PROVIDED PASSAGE:

Assistant U.S. Attorney Tom Murphy watched vigilantly as Hiss's lawyers called an elderly colored woman to the witness stand. She was Mrs. Claudie ("Clytie") Catlett, onetime Hiss housemaid. The Hisses, she testified casually, had once given her children "an old typewriter."

Excited murmuring filled the courtroom. The point was obvious: if the defense could prove that the Hisses did not even have the typewriter when the documents were typed (in the early months of 1938), Hiss's case would look fairly secure. Mrs. Catlett's young son, Mike, recalled that it was an old Woodstock. From under the defense table, Defense Lawyer Edward McLean dramatically dragged a battered machine. Was this it? Mike pecked at a couple of keys and decided that it was.

On crossexamination, Prosecutor Murphy went after the Catletts relentlessly. When did the Hisses give them the machine? Mrs. Catlett's memory proved vague on the point. Her son Pat placed the time at around December 1937. Shortly after he got it he had taken the machine to a shop on K Street to be repaired. Murphy roared at Pat: "What if I told you that the shop on K Street wasn't opened for business until September 1938?" Pat said finally: "I don't know the time."

Minor Statesman. Then Alger Hiss took the stand. Neat and grave in a crisp summer suit, he was sworn in. He was not and he had never been a Communist; he had never given Chambers any documents, he said. He modestly recounted the story of his life and the many achievements in his successful career, from Harvard to the State Department where he served eleven years--to Dumbarton Oaks where he kept the records of the conference--to Yalta where, in the words of Stryker, he "was privy to the security arrangements for our President"--to the San Francisco meeting where the United Nations was born. There he had worked with the world's statesmen: Marshall, Smuts, Eden, Soong. The pages of history turned in the federal courtroom. Here was a minor but respected actor in those great events, smiling diffidently.

Stryker broke in once: "I'm having a hard time . . . because you are so modest, Mr. Hiss . . . Who brought the U.N. charter back to the President?"

"I was the one picked," said Hiss.

Friend Crosley. "Now tell his Honor . . . when you first met the person who now calls himself Chambers."

Ten months ago, before the House Un-American Activities Committee, Hiss had answered the same kind of questions with careful equivocation. He had admitted knowing Chambers as "George Crosley" only after being confronted with overwhelming evidence of Chambers' past relations with him and after seeing him in the flesh and looking in his mouth. He had hedged virtually every statement then. But now he answered sharply and unequivocally as Stryker questioned him.

He retold his story of a casual relationship with a journalist whom he said he knew only as "Crosley." He had befriended Crosley by subletting him his apartment, and even, for a few days, taking Crosley, his wife and child into his own house. He reiterated his story that he had made Crosley a present of his 1929 Ford. On many occasions he had lent his casual acquaintance small sums of money. Finally, in May or June of 1936, he had broken off "any further contacts" with Crosley who still owed him rent and some $25 in small loans.

New Impressions. He had never seen "Crosley" again until he was confronted with Chambers in August. Chambers was never, "with my permission," in the Volta Place, Georgetown, house which Hiss occupied in 1938.

Neither Hiss nor his wife had ever typed any of the secret documents, he insisted. Any number of people had had access to his office while he was in the State Department. He altered one detail of his previous story. He had told the Grand Jury in December that his "impression" was that he had had the old Woodstock when he lived at Volta Place. His impression had changed. What had changed it? The information he had got from the Catletts, he said.

"You have entered your plea of not guilty," Stryker said. With hands on the arm of his chair and face lifted, Hiss said in a firm voice: "I am not guilty." Said Stryker: "Your witness, Mr. Murphy."

This week, big Tom Murphy began his patient, laborious cross-examination of the well-vouched-for Alger Hiss.

ENTRIES SHOWN:
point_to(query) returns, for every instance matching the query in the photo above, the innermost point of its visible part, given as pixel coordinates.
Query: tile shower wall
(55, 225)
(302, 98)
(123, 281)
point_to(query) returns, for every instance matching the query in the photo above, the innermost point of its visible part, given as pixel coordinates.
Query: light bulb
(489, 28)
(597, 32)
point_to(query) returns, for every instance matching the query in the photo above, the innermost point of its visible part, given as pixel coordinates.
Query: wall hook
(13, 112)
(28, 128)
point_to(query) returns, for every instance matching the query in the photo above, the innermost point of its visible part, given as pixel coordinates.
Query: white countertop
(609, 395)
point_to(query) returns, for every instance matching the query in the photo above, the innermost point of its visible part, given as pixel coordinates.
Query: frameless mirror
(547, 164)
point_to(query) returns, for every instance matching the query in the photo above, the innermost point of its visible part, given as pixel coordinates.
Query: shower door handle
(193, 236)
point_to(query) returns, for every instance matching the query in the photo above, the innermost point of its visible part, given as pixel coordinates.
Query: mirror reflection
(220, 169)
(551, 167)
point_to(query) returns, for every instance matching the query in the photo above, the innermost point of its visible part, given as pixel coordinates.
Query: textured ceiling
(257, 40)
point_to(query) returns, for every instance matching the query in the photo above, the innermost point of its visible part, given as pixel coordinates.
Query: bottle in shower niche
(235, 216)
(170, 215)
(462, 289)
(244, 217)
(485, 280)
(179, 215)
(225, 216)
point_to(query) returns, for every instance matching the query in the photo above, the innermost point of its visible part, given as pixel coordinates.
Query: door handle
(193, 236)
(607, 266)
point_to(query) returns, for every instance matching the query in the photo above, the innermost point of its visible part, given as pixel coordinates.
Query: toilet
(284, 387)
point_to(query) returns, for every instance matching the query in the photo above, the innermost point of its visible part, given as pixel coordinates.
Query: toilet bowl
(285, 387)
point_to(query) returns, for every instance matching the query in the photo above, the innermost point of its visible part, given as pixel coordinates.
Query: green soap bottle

WHAT YOU HAVE TO DO:
Answer these from the courtroom account:
1. What make of typewriter did Mike Catlett recall the Hisses giving his family?
2. What car did Hiss say he gave to Crosley as a present?
3. Apart from rent, how much in small loans did Hiss say Crosley still owed him?
Rely only on the courtroom account itself.

SOLUTION:
1. An old Woodstock.
2. His 1929 Ford.
3. Some $25.